START Excerpted text

What happens if coronavirus closures extend into the fall? Indiana schools are already preparing.

When Fort Wayne Schools staffers met with the county health commissioner on March 4, they were told campuses could be forced to close for as long as 28 days to help contain the spread of coronavirus.

“The whole room was aghast at what that would mean for the community,” said Krista Stockman, spokeswoman for the district. But a month later, after statewide school closures were extended for the rest of the academic year and as the pandemic continues to spread in Indiana, she said educators have started grappling with the fact that closures may last much longer.

“We could have a second wave in the fall,” Stockman said. “This could just keep going on, and we may not start in the fall.”

A growing number of Indiana educators are beginning to prepare for remote instruction to go into the next academic year. Schools that were caught off guard and initially focused on triaging the immediate needs posed by building closures are now recognizing that they could be shut down indefinitely. As a result, districts are making massive investments in technology with the aim of ensuring all students have computers or tablets by the fall. And community leaders are raising funds to train teachers in a bid to improve the quality of the instruction that happens online.

The likelihood of distance learning stretching into the fall remains unclear. Anthony Fauci, a physician and the leading infectious disease expert on the White House coronavirus task force, was optimistic that classrooms will be able to reopen by then. But education leaders across the country — including top officials in Maryland and Washington state — are cautiously getting ready for closures to extend into the fall or begin again if the U.S. is hit with a second wave of COVID-19 infections.

END Excerpted text
START Supplied entries

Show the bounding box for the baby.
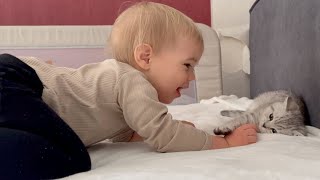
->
[0,2,257,179]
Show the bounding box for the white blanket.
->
[65,96,320,180]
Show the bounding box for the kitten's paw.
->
[213,127,232,135]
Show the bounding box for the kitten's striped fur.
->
[213,90,307,136]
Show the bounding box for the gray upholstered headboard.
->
[250,0,320,128]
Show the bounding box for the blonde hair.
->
[109,2,203,65]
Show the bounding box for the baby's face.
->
[147,35,203,104]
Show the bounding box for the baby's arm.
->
[129,121,195,142]
[212,124,257,149]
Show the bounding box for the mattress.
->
[63,96,320,180]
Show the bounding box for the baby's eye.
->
[184,63,192,69]
[269,113,273,121]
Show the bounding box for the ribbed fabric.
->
[19,57,212,152]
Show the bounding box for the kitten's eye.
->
[269,113,273,121]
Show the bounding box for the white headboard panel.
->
[0,24,222,103]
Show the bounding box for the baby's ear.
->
[285,97,299,111]
[134,44,153,70]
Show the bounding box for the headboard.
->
[0,23,222,104]
[250,0,320,128]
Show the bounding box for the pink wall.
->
[0,0,211,26]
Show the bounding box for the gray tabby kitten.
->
[213,90,307,136]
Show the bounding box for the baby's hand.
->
[225,124,257,147]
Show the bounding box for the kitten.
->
[213,90,307,136]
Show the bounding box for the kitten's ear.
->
[285,97,299,111]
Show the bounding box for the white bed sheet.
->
[65,96,320,180]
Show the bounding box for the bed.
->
[0,0,320,180]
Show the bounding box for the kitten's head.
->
[259,97,307,136]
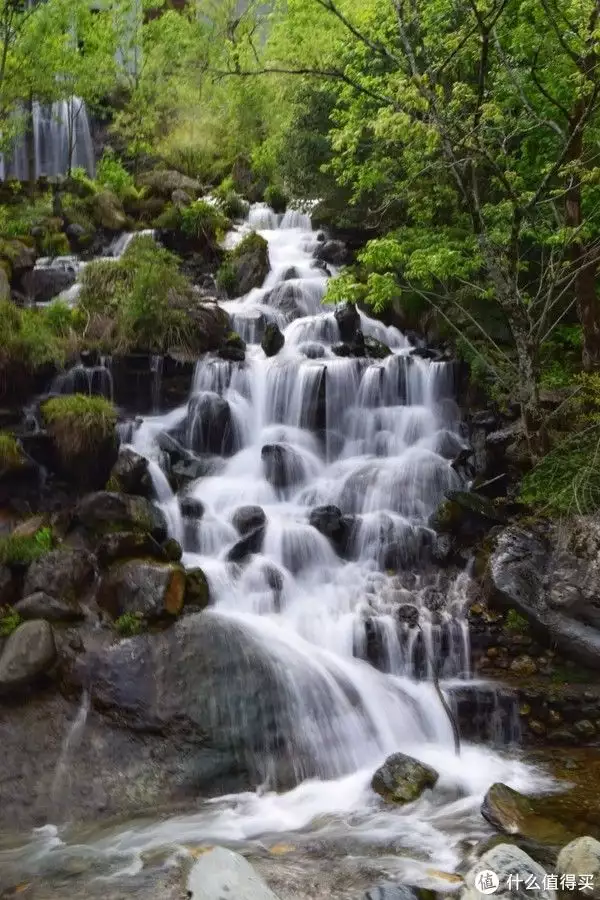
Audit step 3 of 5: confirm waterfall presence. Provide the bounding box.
[0,97,95,181]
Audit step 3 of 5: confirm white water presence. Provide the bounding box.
[4,207,556,873]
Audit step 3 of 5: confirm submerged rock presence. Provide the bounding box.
[187,847,278,900]
[261,322,285,356]
[98,560,186,620]
[0,619,56,694]
[371,753,439,804]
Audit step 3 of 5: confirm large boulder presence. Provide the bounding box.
[308,506,355,557]
[0,620,56,694]
[23,549,95,612]
[556,835,600,900]
[74,491,168,542]
[108,447,153,497]
[187,847,278,900]
[485,520,600,669]
[371,753,439,804]
[261,322,285,356]
[97,559,186,621]
[460,844,557,900]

END Supplied entries

• Task instructions
Can you give the passage of the article on Indiana school closures between "When Fort Wayne" and "last much longer.", inclusive, again, renaming "spokeswoman" to "spokesperson"? These items have no connection to the article on Indiana school closures.

• Worked solution
When Fort Wayne Schools staffers met with the county health commissioner on March 4, they were told campuses could be forced to close for as long as 28 days to help contain the spread of coronavirus.

“The whole room was aghast at what that would mean for the community,” said Krista Stockman, spokesperson for the district. But a month later, after statewide school closures were extended for the rest of the academic year and as the pandemic continues to spread in Indiana, she said educators have started grappling with the fact that closures may last much longer.